**PROVIDED PASSAGE:**
— begin —
Bob -- Sorry, the missing phrase is "with respect to our knowledge, understanding and technology".

The best SF provides a credible extrapolation based on our knowledge, understanding and technology. Asimov, Niven and Heinlein come to mind.

The best fantasy defines its own basis with little or no regard for our current knowledge, understanding and technology (and sometimes anti-technology as its basis). Norton comes to mind.

Posted by: has407 on August 28, 2006 at 2:41 AM | PERMALINK

Welcome back, Kevin. Glad you had a good time, and better you than me. I'll wait to attend the The Harold Robbins Memorial Cheesy Pulp Novel You Just Can't Put Down Convention, thank you very much.

But my favorite science fiction film is Blade Runner: The Director's Cut.

Posted by: Donald from Hawaii on August 28, 2006 at 2:43 AM | PERMALINK

has407:

I'll go with that definition, yes.

Donald from Hawaii:

OMG, I had to read Harold Robbins for my American Studies major. Sidney Sheldon, too. Oh and a "rape fiction" romance novel by a Patricia sombody. Can't forget rape fiction :)

Bob

Posted by: rmck1 on August 28, 2006 at 2:47 AM | PERMALINK

carl >"...the Hinterlands is ... something special. I don't even know how else to describe it, but it sticks with you..."

Oh Yea !

"When Hiro hit the switch, I was dreaming of Paris, dreaming of wet, dark streets in winter. The pain came oscillating up from the floor of my skull, exploding behind my eyes in a wall of blue neon; I jackknifed up out of the mesh hammock, screaming. I always scream; I make a point of it. Feedback raged in my skull. The pain switch is an auxiliary circuit in the bonephone implant, patched directly into the pain centers, just the thing for cutting through a surrogate`s barbiturate fog. It took a few seconds for my life to fall together, icebergs of biography looming through the fog: who I was, where I was, what I was doing there, who was waking me.
— end —
**TASK REQUIREMENTS:**
1 - Answer these from the comment thread above:
(a) Which three authors does has407 name when describing the best SF?
(b) What is Donald from Hawaii's favorite science fiction film?
(c) What was rmck1's major when required to read Harold Robbins?
2 - Retype the records, starting at their first line and ending with the line that contains "72 145 L 77". Leave the picture out.

**INPUT ROWS:**
— begin —
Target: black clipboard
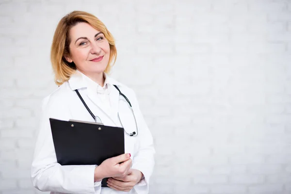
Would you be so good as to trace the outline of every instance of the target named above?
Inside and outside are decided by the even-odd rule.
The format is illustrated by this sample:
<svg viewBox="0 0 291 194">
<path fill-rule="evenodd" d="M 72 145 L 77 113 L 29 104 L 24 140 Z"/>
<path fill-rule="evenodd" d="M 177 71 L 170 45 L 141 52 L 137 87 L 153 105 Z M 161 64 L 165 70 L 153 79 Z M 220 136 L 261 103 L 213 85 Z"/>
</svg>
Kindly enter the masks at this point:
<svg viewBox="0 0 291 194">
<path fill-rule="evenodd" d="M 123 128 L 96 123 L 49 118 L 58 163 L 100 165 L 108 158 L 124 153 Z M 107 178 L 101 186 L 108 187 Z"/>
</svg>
— end —
**OUTPUTS IN ORDER:**
1 -
(a) Asimov, Niven and Heinlein
(b) Blade Runner: The Director's Cut
(c) American Studies

2 -
Target: black clipboard
Would you be so good as to trace the outline of every instance of the target named above?
Inside and outside are decided by the even-odd rule.
The format is illustrated by this sample:
<svg viewBox="0 0 291 194">
<path fill-rule="evenodd" d="M 72 145 L 77 113 L 29 104 L 24 140 Z"/>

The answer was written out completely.